*TUGAS YANG DIKERJAKAN*. Kutiplah tanpa perubahan bagian teks tentang kinerja posko daerah dari "Melihat hal tersebut, seluruh" sampai "dengan level PPKM-nya.".

*KUTIPAN TERPILIH*.
# # # # #
Sedangkan pada kinerja posko yang terlaporkan, jumlahnya juga terus menurun. Sedangkan jika dibandingkan dengan kinerja posko pada gelombang Delta lalu, jumlahnya sempat mencapai 5,5 juta laporan. Sementara beberapa minggu terakhir ini hanya sekitar 1 juta laporan saja.

Melihat hal tersebut, seluruh pimpinan daerah, bupati/walikota terutama pada Provinsi luar Jawa - Bali diminta kembali menggalakkan pembentukan dan kinerja posko di daerahnya.

Satgas menilai, pemerintah daerah juga perlu kembali menegakkan protokol kesehatan sesuai dengan level PPKM-nya.

"Utamakan kegiatan untuk menekan kenaikan kasus daripada sekadar imbauan. Seperti pembubaran kerumunan, penegakan disiplin protokol kesehatan, serta pelacakan kontak erat. Lalu, penanganan cepat pasien positif serta pemantauan warga isolasi mandiri di rumah. Upaya-upaya ini dirasa jauh lebih efektif dengan koordinasi Posko daerah."
# # # # #
*BARIS YANG DITAMPILKAN*.
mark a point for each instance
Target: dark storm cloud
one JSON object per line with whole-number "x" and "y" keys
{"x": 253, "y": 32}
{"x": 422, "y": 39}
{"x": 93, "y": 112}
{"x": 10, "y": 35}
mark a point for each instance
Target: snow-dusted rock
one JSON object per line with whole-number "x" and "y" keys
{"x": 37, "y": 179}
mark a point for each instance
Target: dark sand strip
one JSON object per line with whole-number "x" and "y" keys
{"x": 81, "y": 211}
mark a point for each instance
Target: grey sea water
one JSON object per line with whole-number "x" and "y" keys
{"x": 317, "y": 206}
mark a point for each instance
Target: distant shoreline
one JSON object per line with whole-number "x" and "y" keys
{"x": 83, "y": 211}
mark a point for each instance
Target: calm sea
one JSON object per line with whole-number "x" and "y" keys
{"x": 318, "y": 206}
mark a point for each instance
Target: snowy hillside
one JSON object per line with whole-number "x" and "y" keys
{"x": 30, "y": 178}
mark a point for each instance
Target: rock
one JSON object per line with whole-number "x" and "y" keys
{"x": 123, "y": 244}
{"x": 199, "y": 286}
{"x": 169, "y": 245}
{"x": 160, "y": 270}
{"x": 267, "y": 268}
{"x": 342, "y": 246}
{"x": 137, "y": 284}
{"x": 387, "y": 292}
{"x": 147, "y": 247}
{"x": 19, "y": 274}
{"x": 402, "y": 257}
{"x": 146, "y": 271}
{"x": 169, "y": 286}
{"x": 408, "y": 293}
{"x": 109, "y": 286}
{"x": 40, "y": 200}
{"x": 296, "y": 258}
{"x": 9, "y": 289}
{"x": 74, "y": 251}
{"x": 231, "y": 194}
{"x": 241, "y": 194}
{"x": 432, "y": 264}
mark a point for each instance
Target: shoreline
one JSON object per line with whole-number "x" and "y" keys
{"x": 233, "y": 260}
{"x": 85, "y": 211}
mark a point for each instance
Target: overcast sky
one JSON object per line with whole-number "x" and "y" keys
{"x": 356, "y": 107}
# # # # #
*JAWABAN ANDA*.
Melihat hal tersebut, seluruh pimpinan daerah, bupati/walikota terutama pada Provinsi luar Jawa - Bali diminta kembali menggalakkan pembentukan dan kinerja posko di daerahnya.

Satgas menilai, pemerintah daerah juga perlu kembali menegakkan protokol kesehatan sesuai dengan level PPKM-nya.